Turn the part of the material that starts with the line containing "Give the outline of every instance of the dirt" and runs to the end of the material into a JSON list of strings, one per line, skipping any blank lines. Leave the pictures out of your answer.

**SOURCE MATERIAL:**
• • • •

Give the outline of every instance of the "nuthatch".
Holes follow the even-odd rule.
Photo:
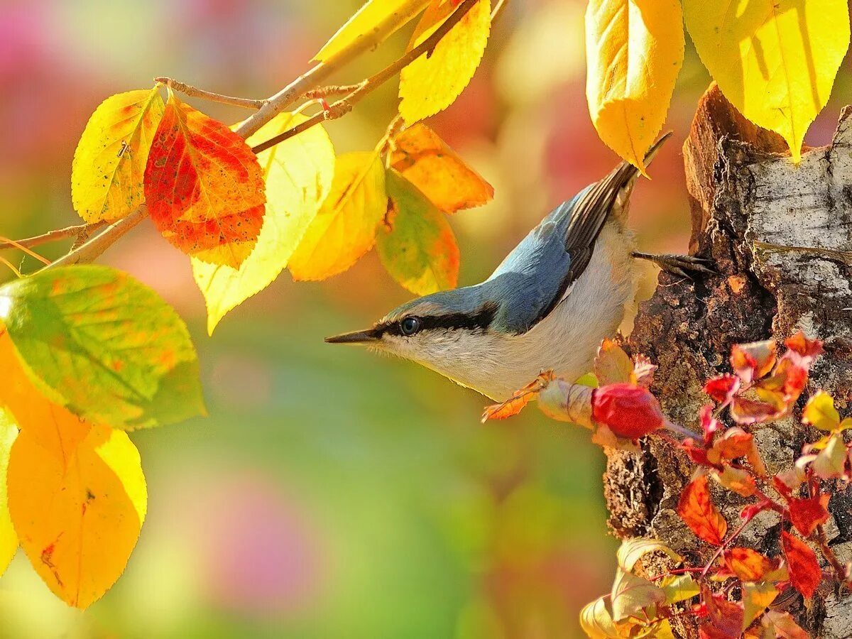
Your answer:
[[[634,302],[633,258],[680,274],[712,273],[695,257],[634,250],[625,222],[637,175],[623,162],[563,202],[484,282],[419,297],[371,329],[325,341],[412,360],[495,401],[542,371],[575,380],[591,369],[601,341],[615,333]]]

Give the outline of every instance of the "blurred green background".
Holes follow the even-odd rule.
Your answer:
[[[277,91],[359,0],[29,0],[0,6],[0,234],[78,223],[74,147],[109,95],[155,76],[250,97]],[[617,161],[584,101],[579,0],[511,0],[486,60],[429,122],[495,186],[452,223],[463,284],[486,277],[550,207]],[[412,27],[335,81],[402,50]],[[709,78],[688,46],[667,126],[631,216],[645,250],[688,233],[680,145]],[[824,144],[849,76],[809,141]],[[395,83],[329,130],[338,152],[371,148]],[[190,101],[225,122],[239,110]],[[55,257],[64,245],[46,245]],[[25,270],[36,263],[4,254]],[[375,255],[319,284],[284,273],[215,336],[188,258],[148,223],[102,260],[159,291],[186,319],[210,417],[135,433],[149,511],[124,575],[85,613],[56,600],[19,552],[0,579],[6,637],[452,637],[579,634],[608,590],[605,458],[588,432],[537,411],[479,423],[487,400],[399,360],[323,343],[409,296]],[[654,273],[648,272],[644,295]],[[0,280],[10,273],[0,274]]]

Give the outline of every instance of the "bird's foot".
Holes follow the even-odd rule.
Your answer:
[[[710,268],[713,263],[712,260],[705,257],[696,257],[691,255],[653,255],[651,253],[640,253],[634,251],[633,256],[640,260],[653,262],[666,273],[678,277],[693,279],[695,273],[701,273],[705,275],[717,275],[716,271]]]

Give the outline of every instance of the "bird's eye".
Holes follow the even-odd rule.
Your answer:
[[[414,335],[420,330],[420,319],[417,317],[406,317],[400,322],[400,331],[406,337]]]

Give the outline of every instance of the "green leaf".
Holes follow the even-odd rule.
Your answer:
[[[133,429],[204,414],[186,325],[147,286],[102,266],[40,271],[0,287],[0,320],[49,399]]]
[[[454,288],[458,245],[446,216],[396,170],[388,171],[385,184],[394,207],[377,233],[384,268],[416,295]]]

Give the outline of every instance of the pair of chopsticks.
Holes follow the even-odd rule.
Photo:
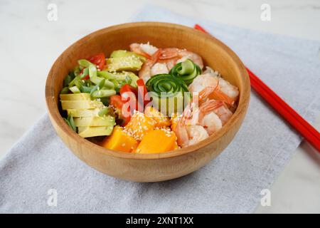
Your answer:
[[[194,28],[208,33],[198,24]],[[251,87],[320,152],[320,134],[247,68]]]

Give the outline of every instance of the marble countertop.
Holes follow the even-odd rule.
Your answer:
[[[4,66],[0,75],[0,158],[46,112],[46,78],[58,55],[90,32],[129,21],[147,2],[151,1],[0,0],[0,62]],[[261,0],[152,3],[186,16],[320,41],[317,0],[270,0],[270,21],[260,19],[260,7],[265,3]],[[48,18],[50,6],[57,6],[56,21]],[[319,129],[320,116],[315,123]],[[320,156],[303,142],[271,189],[272,205],[258,205],[256,212],[319,213],[319,180]]]

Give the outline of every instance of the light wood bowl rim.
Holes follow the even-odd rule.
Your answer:
[[[210,135],[209,138],[206,138],[204,140],[201,141],[200,142],[188,146],[185,148],[181,148],[175,150],[169,151],[166,152],[161,152],[161,153],[154,153],[154,154],[139,154],[139,153],[129,153],[129,152],[124,152],[121,151],[116,151],[112,150],[108,150],[107,148],[102,147],[98,145],[96,145],[85,138],[83,138],[80,136],[79,136],[77,133],[73,132],[70,128],[65,123],[63,120],[58,108],[57,107],[56,104],[53,103],[53,99],[50,99],[50,90],[51,89],[51,83],[49,80],[50,77],[51,76],[53,68],[55,68],[57,64],[58,60],[63,56],[65,53],[67,53],[69,49],[71,48],[71,47],[75,43],[78,43],[78,42],[83,42],[84,41],[88,39],[90,37],[92,36],[99,35],[101,33],[105,33],[107,31],[112,31],[114,30],[119,29],[119,28],[126,28],[128,27],[132,27],[132,26],[166,26],[169,29],[170,28],[180,28],[181,30],[184,30],[188,33],[196,33],[197,36],[203,36],[208,41],[212,41],[215,45],[217,45],[220,46],[221,48],[225,49],[225,51],[228,53],[228,54],[231,57],[233,61],[235,62],[238,67],[238,71],[239,73],[239,75],[242,76],[242,81],[243,83],[243,88],[242,91],[240,91],[240,97],[239,97],[239,103],[238,106],[237,108],[236,111],[231,117],[230,120],[228,121],[228,123],[218,132],[213,133],[213,135]],[[48,110],[49,114],[51,116],[51,121],[54,121],[56,123],[56,125],[60,128],[63,131],[65,132],[69,137],[72,138],[72,139],[75,141],[78,141],[79,143],[81,143],[85,145],[87,145],[87,147],[91,147],[92,150],[96,151],[97,152],[100,152],[102,154],[107,154],[109,155],[124,158],[124,159],[138,159],[138,160],[144,160],[144,159],[164,159],[164,158],[169,158],[173,157],[177,157],[182,155],[186,155],[189,152],[196,152],[198,149],[201,149],[201,147],[206,147],[206,145],[213,142],[214,141],[217,140],[218,139],[220,138],[223,136],[223,135],[230,129],[232,128],[233,125],[234,125],[236,123],[236,119],[238,118],[238,116],[241,113],[241,110],[242,108],[246,109],[247,107],[247,103],[249,102],[249,98],[250,98],[250,81],[249,77],[247,73],[247,71],[245,69],[245,66],[242,63],[242,61],[240,60],[239,57],[230,48],[228,48],[225,44],[224,44],[223,42],[220,41],[217,38],[214,38],[213,36],[206,34],[202,31],[196,30],[193,28],[176,24],[171,24],[171,23],[164,23],[164,22],[154,22],[154,21],[146,21],[146,22],[132,22],[132,23],[127,23],[127,24],[122,24],[118,25],[112,26],[110,27],[107,27],[105,28],[102,28],[100,30],[97,30],[96,31],[94,31],[85,37],[79,39],[78,41],[73,43],[72,45],[70,45],[65,51],[64,51],[59,57],[57,58],[55,63],[53,63],[53,66],[50,68],[50,71],[49,71],[49,73],[47,77],[46,83],[46,105],[47,108]],[[52,108],[53,107],[53,108]]]

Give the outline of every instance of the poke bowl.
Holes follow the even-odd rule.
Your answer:
[[[149,51],[144,53],[143,50],[140,53],[141,50],[136,50],[134,46],[130,46],[133,43],[135,43],[137,48],[142,46],[138,44],[149,45],[150,43],[151,44],[150,46],[155,49],[151,53],[148,53]],[[131,47],[131,51],[127,52],[125,50],[129,50],[129,46]],[[159,53],[160,55],[162,54],[162,56],[162,56],[162,58],[160,57],[162,61],[159,61],[157,66],[162,67],[164,64],[164,68],[166,68],[166,66],[168,66],[169,69],[166,68],[164,71],[167,71],[167,72],[158,73],[156,75],[150,76],[148,78],[144,78],[145,75],[142,76],[142,68],[144,69],[148,63],[151,61],[153,56],[159,53],[160,50],[162,51]],[[179,60],[179,64],[178,64],[178,61],[176,61],[174,66],[169,67],[168,62],[164,60],[171,58],[170,55],[172,54],[172,50],[175,51],[178,50],[178,54],[181,53],[181,55],[182,52],[186,50],[188,53],[196,53],[198,56],[201,56],[201,63],[197,63],[196,59],[193,59],[192,56],[188,55],[183,60]],[[117,52],[114,53],[114,51],[117,51]],[[225,101],[223,99],[225,96],[223,95],[223,98],[221,98],[221,96],[215,96],[214,99],[207,98],[206,101],[203,101],[203,103],[206,105],[204,106],[208,108],[208,105],[212,105],[213,102],[214,105],[215,105],[214,107],[221,107],[222,105],[228,108],[228,111],[231,115],[228,115],[226,121],[222,122],[223,124],[218,125],[218,128],[211,130],[210,134],[206,135],[206,136],[203,139],[198,140],[200,136],[194,135],[192,140],[193,141],[196,140],[196,142],[192,143],[191,138],[187,138],[188,142],[186,142],[182,135],[183,133],[181,133],[182,135],[180,134],[181,131],[178,131],[176,128],[173,129],[171,121],[171,123],[169,123],[166,126],[166,133],[164,133],[164,136],[170,136],[171,133],[175,135],[176,141],[174,142],[174,144],[170,142],[170,146],[169,146],[169,141],[166,142],[164,136],[164,138],[157,135],[162,134],[161,130],[163,129],[155,127],[157,124],[156,121],[154,121],[156,123],[153,125],[152,129],[150,132],[144,135],[144,138],[137,138],[134,135],[125,135],[126,133],[129,132],[129,128],[123,127],[123,122],[122,123],[117,122],[120,119],[119,116],[122,114],[121,110],[120,114],[115,114],[115,118],[107,115],[108,123],[112,123],[112,124],[108,123],[110,125],[107,128],[105,125],[103,129],[101,126],[97,127],[95,125],[87,126],[87,123],[89,123],[87,121],[88,120],[90,120],[90,123],[95,123],[95,124],[102,122],[106,123],[105,114],[109,112],[110,108],[113,110],[114,108],[114,105],[107,106],[108,104],[105,104],[101,105],[102,108],[99,106],[97,109],[98,106],[95,106],[93,108],[90,106],[92,102],[100,104],[100,98],[102,98],[105,96],[108,96],[107,102],[112,102],[110,101],[112,98],[110,96],[114,95],[114,98],[117,95],[120,96],[118,94],[121,93],[124,85],[127,85],[127,88],[132,87],[129,84],[134,86],[132,84],[132,81],[130,80],[127,82],[127,84],[123,83],[120,85],[121,86],[117,83],[118,89],[114,87],[112,89],[101,89],[102,86],[105,88],[105,85],[107,85],[106,81],[108,79],[106,78],[110,79],[110,77],[114,77],[114,76],[117,77],[117,76],[121,75],[122,73],[116,72],[117,69],[110,70],[111,66],[114,67],[114,65],[112,64],[119,58],[121,58],[118,56],[120,52],[122,55],[124,53],[126,56],[128,54],[134,55],[134,58],[138,56],[139,59],[134,58],[134,61],[141,60],[141,64],[137,64],[137,64],[134,66],[134,67],[138,67],[138,68],[134,69],[136,72],[133,73],[135,73],[137,76],[134,82],[136,82],[137,86],[138,84],[137,79],[141,79],[142,83],[145,84],[145,86],[146,85],[148,90],[154,88],[151,79],[154,81],[156,78],[161,78],[160,79],[164,81],[164,86],[161,87],[162,89],[171,88],[172,86],[168,85],[168,81],[171,80],[176,81],[176,78],[173,76],[172,72],[174,71],[172,68],[177,65],[180,68],[176,71],[178,73],[182,72],[181,73],[184,71],[183,68],[189,69],[190,66],[192,66],[191,63],[193,63],[196,67],[193,69],[198,69],[198,65],[203,65],[201,66],[202,69],[197,70],[197,73],[193,75],[194,78],[192,78],[191,81],[189,77],[188,81],[185,80],[181,83],[178,82],[178,84],[185,88],[186,91],[188,88],[191,90],[191,88],[196,88],[196,80],[200,81],[201,78],[204,78],[205,77],[203,77],[203,75],[215,74],[213,77],[215,80],[218,80],[218,85],[213,90],[217,92],[217,88],[221,88],[223,85],[229,86],[227,88],[232,86],[236,88],[237,93],[235,96],[236,99],[235,98],[232,103],[229,103],[228,100]],[[103,64],[102,66],[99,67],[101,62],[100,60],[97,61],[97,56],[95,56],[97,53],[102,53],[103,56],[110,56],[109,58],[107,58],[105,65]],[[174,53],[174,56],[178,54]],[[170,57],[168,57],[169,56]],[[114,57],[114,58],[112,58],[112,57]],[[103,63],[105,63],[104,58],[102,58]],[[132,56],[130,56],[130,58],[132,58]],[[158,56],[158,60],[159,58]],[[191,61],[190,58],[193,61]],[[83,61],[81,61],[81,60]],[[87,63],[87,65],[86,65]],[[138,63],[139,63],[138,62]],[[66,83],[66,76],[69,77],[70,71],[74,71],[76,66],[78,66],[78,73],[75,73],[75,73],[73,73],[73,77]],[[154,62],[153,62],[151,66],[154,66]],[[204,66],[208,66],[206,70],[203,68]],[[117,66],[117,67],[118,66]],[[90,68],[91,67],[92,67],[92,69]],[[128,68],[122,69],[128,70]],[[151,70],[149,70],[147,72],[151,72]],[[85,71],[87,71],[87,75],[86,75]],[[102,75],[105,71],[107,76],[105,76],[103,78],[103,86],[101,86],[102,85],[101,84],[102,77],[96,76],[97,75]],[[90,73],[87,72],[90,72]],[[146,76],[148,75],[146,74]],[[196,76],[198,78],[196,78]],[[92,81],[95,82],[94,78],[100,78],[98,82],[96,83],[92,83]],[[144,78],[144,83],[142,78]],[[75,78],[80,78],[78,84],[74,83]],[[127,78],[127,77],[125,78]],[[164,80],[164,78],[166,79]],[[211,78],[209,79],[211,80]],[[111,79],[110,81],[113,82]],[[220,86],[218,86],[219,82]],[[100,86],[99,86],[99,83]],[[112,83],[110,84],[111,86],[113,86]],[[85,92],[86,90],[89,90],[87,93],[87,93]],[[139,91],[139,88],[138,91]],[[160,22],[137,22],[113,26],[97,31],[76,41],[68,48],[57,58],[48,73],[46,85],[46,100],[50,121],[58,135],[68,147],[84,162],[98,171],[114,177],[135,182],[157,182],[177,178],[189,174],[216,157],[230,143],[238,131],[249,105],[250,91],[249,78],[244,65],[233,51],[218,39],[201,31],[181,25]],[[200,93],[199,94],[201,95],[197,98],[201,98],[202,93]],[[95,100],[87,100],[87,99],[93,99],[92,95],[94,97],[95,95]],[[181,113],[182,117],[177,122],[178,126],[183,128],[182,130],[184,130],[183,128],[188,125],[181,120],[183,119],[183,113],[186,113],[186,107],[188,107],[188,105],[191,103],[193,104],[193,101],[190,100],[196,100],[196,97],[195,95],[188,97],[188,99],[190,99],[188,103],[186,105],[184,105],[183,108],[184,110],[182,110]],[[186,98],[185,96],[184,100],[186,100]],[[88,108],[88,110],[75,109],[76,105],[80,103],[79,100],[73,100],[77,99],[85,100],[85,105],[87,105],[82,106],[83,103],[82,103],[81,107],[82,108]],[[223,101],[218,100],[218,102],[213,100],[222,100]],[[216,106],[217,104],[219,104],[219,105]],[[87,105],[90,107],[88,108]],[[190,107],[191,107],[191,105]],[[212,108],[212,105],[210,107]],[[210,110],[212,111],[213,109],[211,108]],[[129,114],[131,120],[129,119],[129,123],[127,124],[127,126],[132,126],[133,125],[130,125],[130,122],[133,122],[132,120],[139,111],[134,110],[132,113],[130,112],[130,109],[129,110],[131,113]],[[229,110],[232,110],[232,111],[230,112]],[[68,118],[65,116],[64,118],[63,115],[65,114],[63,113],[66,111],[68,111]],[[161,111],[159,109],[159,113],[161,113]],[[97,115],[92,117],[90,115],[94,112],[95,112],[95,114],[99,113],[99,115],[103,113],[102,115],[105,115],[101,118]],[[216,112],[215,114],[213,113],[212,111],[210,113],[214,116],[216,116],[215,114],[219,114]],[[71,116],[71,118],[70,118],[70,113],[73,113],[73,118]],[[83,118],[81,115],[89,117]],[[144,115],[143,111],[142,115]],[[219,117],[220,116],[219,115]],[[166,118],[170,120],[169,117]],[[114,118],[116,120],[114,120]],[[173,117],[171,116],[171,118],[172,119]],[[121,119],[121,120],[123,120],[124,118]],[[140,124],[140,120],[136,120],[135,121],[136,123]],[[211,120],[206,125],[206,128],[200,123],[199,120],[197,121],[197,128],[201,129],[204,128],[203,129],[208,130],[207,125],[211,124],[210,122]],[[218,122],[220,121],[218,120]],[[102,131],[103,131],[103,133],[101,133]],[[195,132],[196,132],[196,129],[193,128],[192,130],[188,132],[188,134],[194,134]],[[115,135],[116,134],[117,135]],[[149,137],[146,140],[148,134],[149,134]],[[170,135],[168,135],[168,134]],[[189,135],[188,134],[186,135],[187,138]],[[95,135],[104,136],[94,138],[97,138],[98,142],[87,138]],[[130,147],[127,147],[126,150],[117,150],[117,148],[124,146],[125,143],[119,142],[120,144],[119,144],[117,142],[122,142],[122,140],[127,138],[128,139],[126,140],[125,142],[131,143]],[[164,140],[162,140],[164,138]],[[166,150],[163,149],[165,146]],[[158,151],[157,150],[163,150]]]

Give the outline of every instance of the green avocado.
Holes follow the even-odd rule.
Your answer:
[[[130,86],[133,86],[133,87],[137,87],[137,80],[139,79],[139,77],[137,76],[136,76],[134,73],[130,72],[130,71],[122,71],[121,73],[121,75],[124,75],[124,76],[127,76],[129,77],[130,77],[131,78],[131,83]]]
[[[70,94],[60,94],[60,99],[61,100],[90,100],[90,93],[70,93]]]
[[[61,106],[63,110],[102,108],[105,107],[102,102],[97,100],[61,100]]]
[[[138,57],[142,62],[145,62],[146,60],[146,58],[144,56],[142,56],[141,55],[139,55],[134,52],[132,51],[128,51],[127,50],[117,50],[112,51],[112,53],[110,55],[111,58],[118,58],[118,57],[127,57],[127,56],[134,56],[136,57]]]
[[[68,115],[73,117],[97,116],[102,108],[95,109],[67,109]]]
[[[114,118],[112,116],[92,116],[73,118],[76,127],[114,126]]]
[[[141,69],[143,62],[139,57],[129,56],[124,57],[110,58],[107,59],[108,71],[137,71]]]
[[[113,130],[113,125],[101,127],[79,127],[78,129],[80,136],[82,138],[89,138],[110,135]]]

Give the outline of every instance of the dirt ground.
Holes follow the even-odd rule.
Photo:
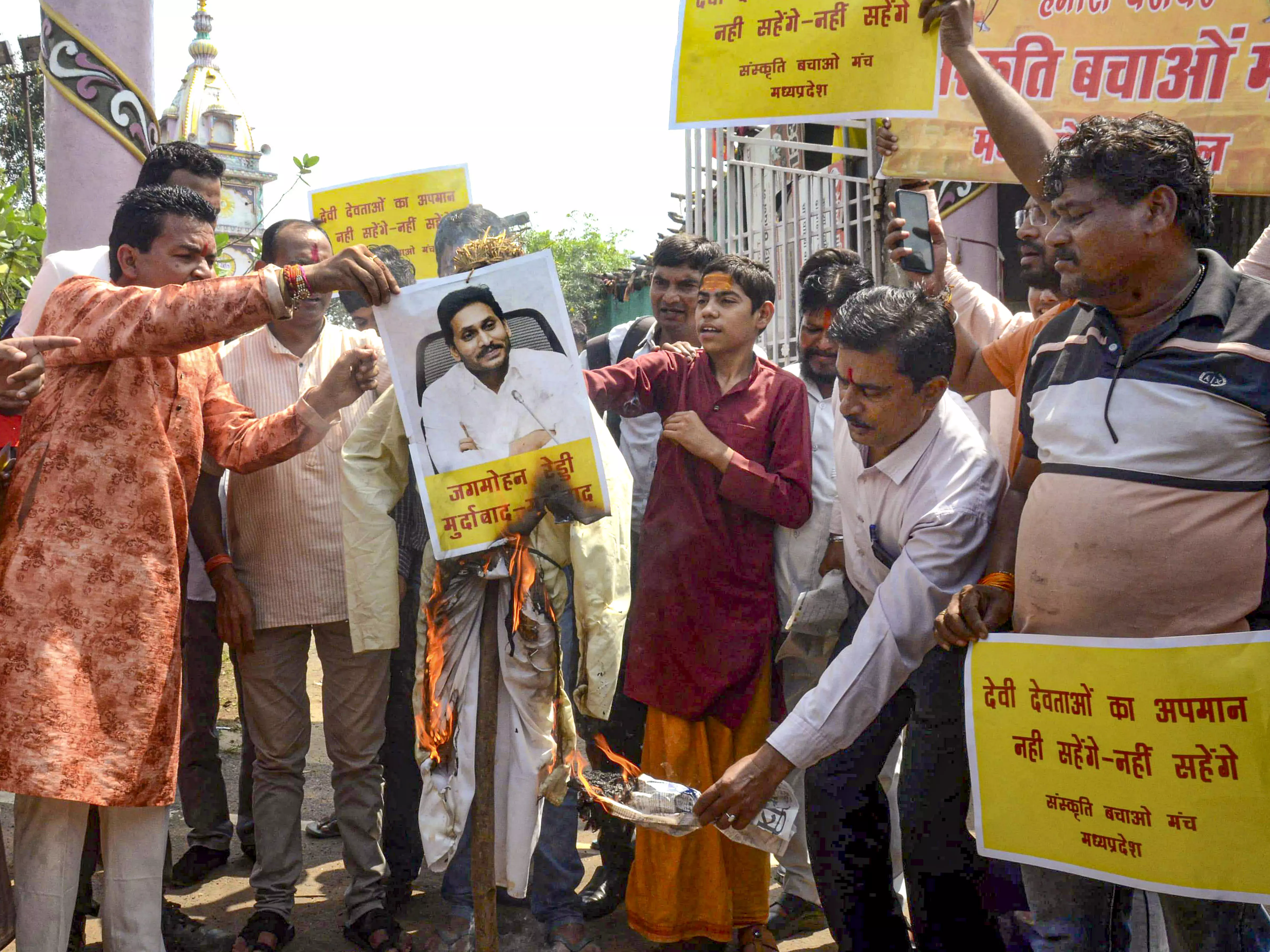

• • • •

**FULL ANSWER:**
[
  "Give the outline of every instance of the dirt ground.",
  "Holes follow the even-odd rule.",
  "Photo:"
]